Rewrite each line of the rows below as an item in a numbered list, leaving out any blank lines.

DATA RECORDS:
— Begin —

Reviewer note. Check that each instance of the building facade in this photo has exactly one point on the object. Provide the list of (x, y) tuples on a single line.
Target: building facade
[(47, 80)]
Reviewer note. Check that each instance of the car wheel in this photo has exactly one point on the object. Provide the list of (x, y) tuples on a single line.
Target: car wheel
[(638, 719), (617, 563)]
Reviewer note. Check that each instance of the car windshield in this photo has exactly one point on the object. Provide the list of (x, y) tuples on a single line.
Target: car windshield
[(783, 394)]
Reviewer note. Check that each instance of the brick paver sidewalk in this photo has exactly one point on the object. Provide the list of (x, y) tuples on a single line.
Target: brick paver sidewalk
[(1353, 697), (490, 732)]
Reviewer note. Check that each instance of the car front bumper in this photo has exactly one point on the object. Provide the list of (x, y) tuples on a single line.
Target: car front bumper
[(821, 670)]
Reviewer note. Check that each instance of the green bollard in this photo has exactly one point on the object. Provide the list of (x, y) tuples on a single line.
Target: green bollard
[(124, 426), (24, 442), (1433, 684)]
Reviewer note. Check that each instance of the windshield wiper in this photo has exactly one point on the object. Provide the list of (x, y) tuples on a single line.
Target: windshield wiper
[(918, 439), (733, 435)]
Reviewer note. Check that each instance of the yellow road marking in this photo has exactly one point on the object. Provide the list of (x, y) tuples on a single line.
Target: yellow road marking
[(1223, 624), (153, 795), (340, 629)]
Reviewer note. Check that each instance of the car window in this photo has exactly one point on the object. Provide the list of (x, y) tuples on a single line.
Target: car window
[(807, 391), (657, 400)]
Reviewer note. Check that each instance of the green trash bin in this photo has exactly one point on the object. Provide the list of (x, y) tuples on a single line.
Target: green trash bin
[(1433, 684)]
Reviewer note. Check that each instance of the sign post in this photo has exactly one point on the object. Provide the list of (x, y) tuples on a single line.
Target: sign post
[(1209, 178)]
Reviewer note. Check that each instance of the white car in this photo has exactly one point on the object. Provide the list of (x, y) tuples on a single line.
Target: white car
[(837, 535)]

— End —

PROBLEM SOLUTION:
1. Reviewer note. Check that each instance of the building facade in this photo has exactly one point on the object. Provide the list of (x, y) tuples on a single line.
2. Target: building facade
3. [(47, 80)]
4. Reviewer note. Check that each instance of the car wheel in this photo has exactly one point on the object. Provide the list of (x, y) tuples on a single line.
5. Target: car wheel
6. [(638, 719), (617, 563)]
7. Reviewer note. Check that each instance of the car windshield in this photo has exactly one point on the object. Provide the list of (x, y) tuples on a single line.
8. Target: car windshield
9. [(783, 394)]
10. Reviewer note. Check that each instance of the brick paver sidewalk in this photo has exactly one point on the object. Provide the list of (x, y) tuples on a single line.
11. Target: brick paver sidewalk
12. [(1353, 697), (490, 732)]
13. Reviewer note. Check that each instance of the car front bumper in this photo has exactly one point on the object. Provide the list of (x, y) tuples on a single line.
14. Target: car front bumper
15. [(821, 670)]
16. Reviewer note. Check that each instance of the green bollard in this photo has exactly one point on the object. Provide the list of (x, y) tuples on a single line.
17. Target: green bollard
18. [(124, 426), (24, 442), (1433, 684)]
19. Reviewer note. Check that each instance of the windshield wiper in this photo has exactly one point on the object. Provide the list of (x, y) tuples on a single line.
20. Target: windshield wiper
21. [(918, 439), (733, 435)]
22. Reviewer note. Check that each instance of the yellow road marking in this photo has exactly one point on the object. Provide the list of (x, y) tuples on a single line.
23. Target: yellow road marking
24. [(1223, 624), (153, 795), (340, 629)]
25. Reviewer note. Check that each instance of the car window in this photo has exactly one point on the object. Provide the list of (x, y) tuples on a single line.
26. Target: car window
27. [(807, 391), (657, 400)]
28. Reviewer note. Check that each instance of the green trash bin in this photo has exactly one point on the object. Provide the list of (x, y) tuples on a single line.
29. Target: green trash bin
30. [(1433, 684)]
31. Reviewer note. Check that each instance of the sign post in this photo has exactly one point on the object. Provide the list of (x, y) tuples on a single line.
32. Target: sign post
33. [(1209, 178)]
34. Reviewer note. Check that each instance of the white car in this photo has exactly one point on the object. Provide the list of (x, y) tuples on a single line.
35. Target: white car
36. [(837, 535)]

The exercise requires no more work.